Johnson testified at trial that there was no financing, except modest sums from a Twin Cities bank. He claims he under*758stood, until March of 1985, that financing was forthcoming. He did not think the project was undercapitalized because he expected additional financing. He testified a telegram from Terra Mortgage, dated August 8, 1984, convinced him financing was almost in place. The telegram, which was introduced at trial, stated that Terra Mortgage Corp. had reviewed the loan package; that the underwriter was in negotiations with several interested prospective lenders; and that “Subject to receipt of the required documents we will have little difficulty in securing the required financing.” Johnson testified that, in his opinion, financing was almost in place. This testimony was strengthened by additional documents allegedly in Vander Griend’s possession from other potential lenders, and by Vander Griend’s alleged statement to him before September 16, 1984, that financing was available in the form of a lender. This position is also supported by the testimony of Robert Davis, that both Johnson and Speakman appeared surprised when informed at a meeting that there would be no financing.

## STATED TASK 1
According to the court excerpt, what date did the telegram from Terra Mortgage bear?
## STATED TASK 2
Name every person the court excerpt mentions by name.
The material after this court excerpt comes from a separate, unrelated source.

## RECORDS PROVIDED
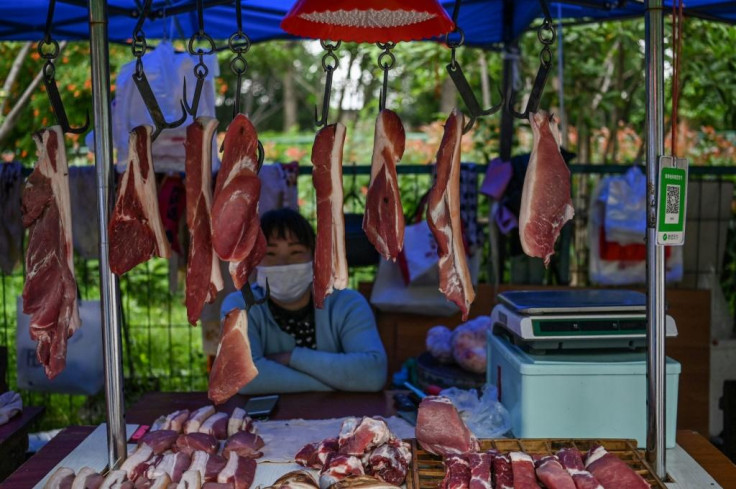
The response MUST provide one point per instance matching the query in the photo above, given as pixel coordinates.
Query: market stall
(479, 30)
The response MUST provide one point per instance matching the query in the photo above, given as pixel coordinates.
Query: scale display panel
(586, 301)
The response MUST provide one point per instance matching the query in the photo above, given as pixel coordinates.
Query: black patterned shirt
(299, 323)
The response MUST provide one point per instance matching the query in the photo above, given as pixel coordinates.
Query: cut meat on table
(195, 420)
(552, 474)
(503, 474)
(62, 478)
(457, 473)
(245, 444)
(196, 442)
(159, 440)
(330, 259)
(87, 478)
(359, 437)
(383, 221)
(390, 461)
(338, 467)
(611, 471)
(443, 218)
(522, 466)
(136, 232)
(203, 279)
(236, 229)
(440, 430)
(480, 470)
(545, 200)
(132, 464)
(233, 367)
(239, 471)
(50, 289)
(215, 425)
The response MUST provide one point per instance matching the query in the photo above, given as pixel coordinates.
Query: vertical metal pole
(655, 254)
(109, 287)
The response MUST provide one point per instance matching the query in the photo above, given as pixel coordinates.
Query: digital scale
(574, 319)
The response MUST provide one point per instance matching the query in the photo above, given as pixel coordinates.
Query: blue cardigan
(349, 356)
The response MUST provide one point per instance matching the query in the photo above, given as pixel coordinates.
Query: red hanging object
(367, 20)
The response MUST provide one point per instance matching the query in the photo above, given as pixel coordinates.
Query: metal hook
(322, 121)
(466, 93)
(149, 99)
(55, 99)
(535, 97)
(192, 110)
(250, 299)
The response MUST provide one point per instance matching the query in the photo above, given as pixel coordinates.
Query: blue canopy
(485, 22)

## WORKED SOLUTION 1
August 8, 1984

## WORKED SOLUTION 2
Johnson, Vander Griend, Robert Davis, Speakman